Source extract section start
From pv magazine Germany.
Scientists at the Helmholtz Center Berlin (HZB) claim to have produced a thin-film solar cell made of perovskite and copper-indium-gallium-selenide (CIGS) with an efficiency of 21.6%.
The achievement is not a record, as the Center for Solar Energy and Hydrogen Research Baden-Württemberg (ZSW) and Belgium’s Nanoelectronics Research Center (Imec) reported a 24.6% efficiency in November.
The HZB researchers said they used a simple, robust production process suitable for scaling up. Rutger Schlatmann, director of the HZB’s Institute PVcomB, spoke of an “enormous step in the direction of commercial production”. The HZB team’s tandem cell could theoretically reach an efficiency of more than 30%, claim the researchers.
The Helmholtz group applied an ultra-thin, conformal intermediate layer to the CIGSe layer, then spun-coated the perovskite layer onto it at the HZB’s HySPRINT lab. In cooperation with the Eindhoven University of Technology, the HZB researchers realized their tandem cell on an area of 0.8 cm².
“Record values are only recognized for areas of 1 cm² or more, yet our cell area is just slightly below this threshold,” said Steve Albrecht, co-author of a paper about the research. “Therefore, we now focus [on certifying] this tandem solar cell efficiency and its enormous performance, [through] an independent institution.”
Tandem solar cells consist of two semiconductors with different band gaps. As a result, they can use a larger share of the solar spectrum for power generation. Perovskites convert blue, high-energy components of light, while CIGS or silicon do the same with red and near-infrared parts of the spectrum.
Last week, European solar research organization Solliance announced it had achieved 21.5% efficiency for a flexible CIGS tandem solar cell based on perovskite.
Source extract section end
Extracted data section start
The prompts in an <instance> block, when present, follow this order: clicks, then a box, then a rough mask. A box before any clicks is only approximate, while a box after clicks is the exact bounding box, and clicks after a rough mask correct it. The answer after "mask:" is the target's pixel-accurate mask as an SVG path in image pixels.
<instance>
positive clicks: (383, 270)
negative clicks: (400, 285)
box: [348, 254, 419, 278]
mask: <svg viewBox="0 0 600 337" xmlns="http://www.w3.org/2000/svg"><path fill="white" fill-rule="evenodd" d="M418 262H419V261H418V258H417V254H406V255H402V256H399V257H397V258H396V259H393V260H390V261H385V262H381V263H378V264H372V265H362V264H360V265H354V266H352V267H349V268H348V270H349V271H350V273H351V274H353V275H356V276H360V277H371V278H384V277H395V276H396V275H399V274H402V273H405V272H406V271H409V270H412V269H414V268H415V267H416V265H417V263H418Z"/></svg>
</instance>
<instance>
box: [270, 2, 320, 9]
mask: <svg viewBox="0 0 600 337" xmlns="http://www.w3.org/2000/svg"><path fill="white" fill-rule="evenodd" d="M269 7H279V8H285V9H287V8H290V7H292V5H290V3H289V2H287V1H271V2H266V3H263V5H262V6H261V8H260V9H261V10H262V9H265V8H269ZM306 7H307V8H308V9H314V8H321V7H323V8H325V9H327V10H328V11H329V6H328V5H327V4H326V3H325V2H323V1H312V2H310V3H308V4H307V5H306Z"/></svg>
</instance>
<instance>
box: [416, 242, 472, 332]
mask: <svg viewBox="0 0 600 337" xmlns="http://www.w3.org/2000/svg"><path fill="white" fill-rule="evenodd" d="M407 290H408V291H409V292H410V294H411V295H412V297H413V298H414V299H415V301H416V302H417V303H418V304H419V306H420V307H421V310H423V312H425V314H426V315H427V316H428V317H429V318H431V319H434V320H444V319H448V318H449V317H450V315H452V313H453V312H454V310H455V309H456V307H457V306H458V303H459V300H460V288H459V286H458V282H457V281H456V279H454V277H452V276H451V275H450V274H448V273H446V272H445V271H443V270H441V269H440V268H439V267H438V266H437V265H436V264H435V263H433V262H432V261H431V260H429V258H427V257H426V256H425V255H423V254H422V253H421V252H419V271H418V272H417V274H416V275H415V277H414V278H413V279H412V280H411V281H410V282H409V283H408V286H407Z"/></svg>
Extracted data section end
Things to do
1 - Retype the part of the perovskite-CIGS solar cell article that opens with the words containing "Scientists at the" and closes with "claim the researchers.".
2 - According to the solar cell article, why can tandem solar cells use a larger share of the solar spectrum for power generation?

Per-task answers
1 -
Scientists at the Helmholtz Center Berlin (HZB) claim to have produced a thin-film solar cell made of perovskite and copper-indium-gallium-selenide (CIGS) with an efficiency of 21.6%.
The achievement is not a record, as the Center for Solar Energy and Hydrogen Research Baden-Württemberg (ZSW) and Belgium’s Nanoelectronics Research Center (Imec) reported a 24.6% efficiency in November.
The HZB researchers said they used a simple, robust production process suitable for scaling up. Rutger Schlatmann, director of the HZB’s Institute PVcomB, spoke of an “enormous step in the direction of commercial production”. The HZB team’s tandem cell could theoretically reach an efficiency of more than 30%, claim the researchers.

2 - Tandem solar cells consist of two semiconductors with different band gaps. Perovskites convert the blue, high-energy components of light. CIGS or silicon convert the red and near-infrared parts of the spectrum.